=== EXERCISE MATERIALS ===

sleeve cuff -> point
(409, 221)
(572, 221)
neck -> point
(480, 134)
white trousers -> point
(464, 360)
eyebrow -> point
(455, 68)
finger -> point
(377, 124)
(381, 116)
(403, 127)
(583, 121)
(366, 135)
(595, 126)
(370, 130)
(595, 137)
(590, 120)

===

TASK PROMPT> Nothing in the listing may be changed; retype it all exactly.

WRITTEN SOLUTION>
sleeve cuff -> point
(409, 221)
(572, 221)
neck -> point
(480, 134)
white trousers -> point
(464, 360)
eyebrow -> point
(455, 68)
finger -> point
(377, 124)
(381, 116)
(403, 127)
(583, 121)
(366, 135)
(595, 126)
(370, 130)
(595, 137)
(590, 120)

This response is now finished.